Copy exactly, and only, the lines from the line containing "Element lookup — where exactly is the metal" through the last line of the records below, both included.

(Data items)

[Start of section]

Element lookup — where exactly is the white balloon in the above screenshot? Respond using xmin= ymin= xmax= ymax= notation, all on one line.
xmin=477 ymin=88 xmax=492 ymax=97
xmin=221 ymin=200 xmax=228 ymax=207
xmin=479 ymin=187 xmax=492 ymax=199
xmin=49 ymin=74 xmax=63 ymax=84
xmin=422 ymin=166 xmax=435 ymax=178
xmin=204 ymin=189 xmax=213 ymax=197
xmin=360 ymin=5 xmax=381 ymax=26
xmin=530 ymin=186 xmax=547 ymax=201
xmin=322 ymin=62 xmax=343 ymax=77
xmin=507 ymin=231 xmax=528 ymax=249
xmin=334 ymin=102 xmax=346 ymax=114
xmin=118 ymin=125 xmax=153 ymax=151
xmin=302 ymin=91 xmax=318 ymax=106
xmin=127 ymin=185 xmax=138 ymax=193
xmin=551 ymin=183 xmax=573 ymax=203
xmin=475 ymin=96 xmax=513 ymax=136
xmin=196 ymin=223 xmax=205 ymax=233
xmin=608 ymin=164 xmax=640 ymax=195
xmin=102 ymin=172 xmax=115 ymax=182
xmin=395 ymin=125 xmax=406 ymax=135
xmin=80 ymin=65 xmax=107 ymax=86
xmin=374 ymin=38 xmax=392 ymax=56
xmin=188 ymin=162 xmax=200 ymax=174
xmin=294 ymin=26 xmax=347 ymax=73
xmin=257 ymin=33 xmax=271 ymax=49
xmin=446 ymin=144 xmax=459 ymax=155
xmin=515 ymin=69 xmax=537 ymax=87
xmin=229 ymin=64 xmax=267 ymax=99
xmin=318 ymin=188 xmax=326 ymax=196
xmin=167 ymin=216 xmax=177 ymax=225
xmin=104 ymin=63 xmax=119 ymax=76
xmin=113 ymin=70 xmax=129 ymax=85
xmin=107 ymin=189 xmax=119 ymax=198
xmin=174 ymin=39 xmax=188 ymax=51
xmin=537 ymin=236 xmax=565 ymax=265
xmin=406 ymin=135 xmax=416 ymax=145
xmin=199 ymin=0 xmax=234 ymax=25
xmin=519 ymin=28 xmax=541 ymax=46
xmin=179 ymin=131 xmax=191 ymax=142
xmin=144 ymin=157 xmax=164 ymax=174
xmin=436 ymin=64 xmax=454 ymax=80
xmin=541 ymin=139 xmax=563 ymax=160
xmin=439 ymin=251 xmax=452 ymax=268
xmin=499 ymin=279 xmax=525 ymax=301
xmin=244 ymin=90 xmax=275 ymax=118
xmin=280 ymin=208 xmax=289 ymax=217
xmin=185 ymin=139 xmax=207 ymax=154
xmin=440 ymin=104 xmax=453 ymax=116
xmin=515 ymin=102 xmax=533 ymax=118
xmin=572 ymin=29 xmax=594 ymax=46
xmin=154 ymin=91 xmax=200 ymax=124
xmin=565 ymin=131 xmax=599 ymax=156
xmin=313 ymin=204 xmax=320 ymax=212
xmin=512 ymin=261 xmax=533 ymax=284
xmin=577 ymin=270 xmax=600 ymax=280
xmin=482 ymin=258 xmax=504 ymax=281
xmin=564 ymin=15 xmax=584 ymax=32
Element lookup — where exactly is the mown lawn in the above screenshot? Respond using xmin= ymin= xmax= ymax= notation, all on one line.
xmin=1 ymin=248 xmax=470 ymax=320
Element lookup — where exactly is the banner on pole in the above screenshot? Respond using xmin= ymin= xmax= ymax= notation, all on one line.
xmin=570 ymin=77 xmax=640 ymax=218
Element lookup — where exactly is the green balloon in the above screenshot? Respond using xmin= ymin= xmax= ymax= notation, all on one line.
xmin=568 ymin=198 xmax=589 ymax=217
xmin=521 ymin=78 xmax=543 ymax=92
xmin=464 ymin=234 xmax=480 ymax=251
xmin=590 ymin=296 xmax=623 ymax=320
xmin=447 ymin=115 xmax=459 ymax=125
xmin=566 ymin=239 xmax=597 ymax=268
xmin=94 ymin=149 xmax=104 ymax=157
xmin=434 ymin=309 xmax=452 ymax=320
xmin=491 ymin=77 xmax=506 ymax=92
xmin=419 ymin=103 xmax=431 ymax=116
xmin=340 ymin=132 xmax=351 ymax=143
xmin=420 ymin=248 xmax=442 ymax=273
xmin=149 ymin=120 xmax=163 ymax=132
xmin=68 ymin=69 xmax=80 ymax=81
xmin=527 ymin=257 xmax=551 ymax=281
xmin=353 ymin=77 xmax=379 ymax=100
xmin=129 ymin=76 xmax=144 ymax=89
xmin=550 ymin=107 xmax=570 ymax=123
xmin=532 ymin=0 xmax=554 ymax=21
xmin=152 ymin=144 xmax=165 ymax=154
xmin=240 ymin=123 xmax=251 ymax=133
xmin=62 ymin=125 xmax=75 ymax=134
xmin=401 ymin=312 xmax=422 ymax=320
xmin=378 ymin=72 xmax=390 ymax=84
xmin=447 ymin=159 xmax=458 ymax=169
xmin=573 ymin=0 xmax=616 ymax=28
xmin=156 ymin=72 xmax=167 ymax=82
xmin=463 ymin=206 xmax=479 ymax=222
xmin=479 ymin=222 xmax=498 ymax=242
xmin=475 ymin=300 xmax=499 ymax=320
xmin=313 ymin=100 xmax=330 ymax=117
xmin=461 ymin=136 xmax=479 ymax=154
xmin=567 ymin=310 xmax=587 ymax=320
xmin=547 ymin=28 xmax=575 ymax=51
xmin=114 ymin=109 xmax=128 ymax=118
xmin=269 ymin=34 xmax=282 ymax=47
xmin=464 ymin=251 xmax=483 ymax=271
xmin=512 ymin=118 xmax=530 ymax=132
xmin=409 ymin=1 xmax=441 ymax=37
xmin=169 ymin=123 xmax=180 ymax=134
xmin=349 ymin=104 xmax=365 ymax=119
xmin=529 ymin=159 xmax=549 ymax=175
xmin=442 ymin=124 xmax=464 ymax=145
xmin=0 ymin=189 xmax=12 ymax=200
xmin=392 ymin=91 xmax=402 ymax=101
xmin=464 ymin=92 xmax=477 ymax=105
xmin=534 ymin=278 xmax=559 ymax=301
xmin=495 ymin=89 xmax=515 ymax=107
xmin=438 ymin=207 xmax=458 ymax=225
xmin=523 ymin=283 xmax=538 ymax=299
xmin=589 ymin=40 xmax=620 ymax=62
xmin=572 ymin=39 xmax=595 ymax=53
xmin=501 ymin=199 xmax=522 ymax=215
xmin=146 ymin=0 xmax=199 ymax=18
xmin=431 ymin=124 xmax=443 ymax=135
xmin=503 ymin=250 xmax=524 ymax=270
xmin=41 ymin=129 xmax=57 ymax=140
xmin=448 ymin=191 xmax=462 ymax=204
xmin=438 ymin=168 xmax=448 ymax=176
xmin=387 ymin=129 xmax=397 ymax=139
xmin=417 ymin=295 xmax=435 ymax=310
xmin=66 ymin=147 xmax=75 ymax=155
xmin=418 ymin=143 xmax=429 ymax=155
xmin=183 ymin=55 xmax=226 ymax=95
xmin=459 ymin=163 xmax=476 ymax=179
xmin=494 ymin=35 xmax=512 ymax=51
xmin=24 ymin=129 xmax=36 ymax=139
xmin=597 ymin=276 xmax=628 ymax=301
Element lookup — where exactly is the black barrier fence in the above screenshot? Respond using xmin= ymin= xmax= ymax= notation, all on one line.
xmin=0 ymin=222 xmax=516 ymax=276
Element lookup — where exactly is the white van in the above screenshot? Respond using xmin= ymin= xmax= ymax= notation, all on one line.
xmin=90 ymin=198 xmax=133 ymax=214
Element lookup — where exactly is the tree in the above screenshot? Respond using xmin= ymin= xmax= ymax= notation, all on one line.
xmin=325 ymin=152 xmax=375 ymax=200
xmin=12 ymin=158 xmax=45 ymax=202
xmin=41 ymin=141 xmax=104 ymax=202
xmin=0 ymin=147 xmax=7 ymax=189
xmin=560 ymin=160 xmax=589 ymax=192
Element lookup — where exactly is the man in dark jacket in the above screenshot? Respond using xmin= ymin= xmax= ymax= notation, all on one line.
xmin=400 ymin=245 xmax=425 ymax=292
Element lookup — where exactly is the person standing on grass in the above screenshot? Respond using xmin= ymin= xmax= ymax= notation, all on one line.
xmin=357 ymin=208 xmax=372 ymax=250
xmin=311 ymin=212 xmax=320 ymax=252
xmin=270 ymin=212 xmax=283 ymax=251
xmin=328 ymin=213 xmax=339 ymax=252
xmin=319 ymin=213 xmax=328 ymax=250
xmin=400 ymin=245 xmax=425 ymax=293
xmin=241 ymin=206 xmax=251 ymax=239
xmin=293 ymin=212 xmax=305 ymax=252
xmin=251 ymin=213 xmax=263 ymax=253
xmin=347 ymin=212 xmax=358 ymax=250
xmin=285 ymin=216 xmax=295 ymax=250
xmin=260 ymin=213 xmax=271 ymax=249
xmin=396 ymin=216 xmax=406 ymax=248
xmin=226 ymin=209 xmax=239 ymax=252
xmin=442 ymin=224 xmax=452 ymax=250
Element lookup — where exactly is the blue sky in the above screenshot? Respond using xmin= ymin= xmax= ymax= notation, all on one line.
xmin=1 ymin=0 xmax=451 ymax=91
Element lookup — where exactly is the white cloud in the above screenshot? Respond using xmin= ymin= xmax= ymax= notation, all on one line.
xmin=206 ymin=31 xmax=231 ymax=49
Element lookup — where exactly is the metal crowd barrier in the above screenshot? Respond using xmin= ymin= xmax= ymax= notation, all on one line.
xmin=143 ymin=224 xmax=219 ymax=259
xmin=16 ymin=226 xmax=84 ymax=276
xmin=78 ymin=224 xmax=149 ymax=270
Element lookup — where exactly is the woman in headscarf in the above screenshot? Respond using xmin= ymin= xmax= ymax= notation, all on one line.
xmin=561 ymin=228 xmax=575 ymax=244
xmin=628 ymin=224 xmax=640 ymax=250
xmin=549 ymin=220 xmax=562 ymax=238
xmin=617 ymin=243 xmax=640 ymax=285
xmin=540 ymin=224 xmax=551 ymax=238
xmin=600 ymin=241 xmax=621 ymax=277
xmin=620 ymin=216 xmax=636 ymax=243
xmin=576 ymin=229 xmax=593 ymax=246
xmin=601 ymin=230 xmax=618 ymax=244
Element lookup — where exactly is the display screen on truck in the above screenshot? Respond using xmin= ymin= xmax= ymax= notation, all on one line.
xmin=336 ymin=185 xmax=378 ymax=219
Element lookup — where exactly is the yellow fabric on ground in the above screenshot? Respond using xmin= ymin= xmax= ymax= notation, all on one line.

[End of section]

▶ [COMPLETED TASK]
Element lookup — where exactly is the metal crowd barrier in the above screenshot? Respond using xmin= ymin= xmax= ymax= notation, all on one line.
xmin=143 ymin=224 xmax=219 ymax=259
xmin=16 ymin=226 xmax=84 ymax=276
xmin=78 ymin=224 xmax=149 ymax=270
Element lookup — where exactly is the woman in headscarf in the above screenshot? Respond using xmin= ymin= xmax= ymax= notation, all on one line.
xmin=561 ymin=228 xmax=575 ymax=244
xmin=628 ymin=224 xmax=640 ymax=250
xmin=549 ymin=220 xmax=562 ymax=238
xmin=617 ymin=243 xmax=640 ymax=285
xmin=540 ymin=224 xmax=551 ymax=238
xmin=600 ymin=241 xmax=621 ymax=277
xmin=620 ymin=216 xmax=636 ymax=243
xmin=576 ymin=229 xmax=593 ymax=246
xmin=601 ymin=230 xmax=618 ymax=244
Element lookup — where exactly is the display screen on truck in the above screenshot? Respond using xmin= ymin= xmax= ymax= notation, all on one line.
xmin=336 ymin=185 xmax=378 ymax=219
Element lookup — where exactly is the yellow fabric on ground in the above screenshot? Respond using xmin= ymin= xmax= ymax= notation, all on one line.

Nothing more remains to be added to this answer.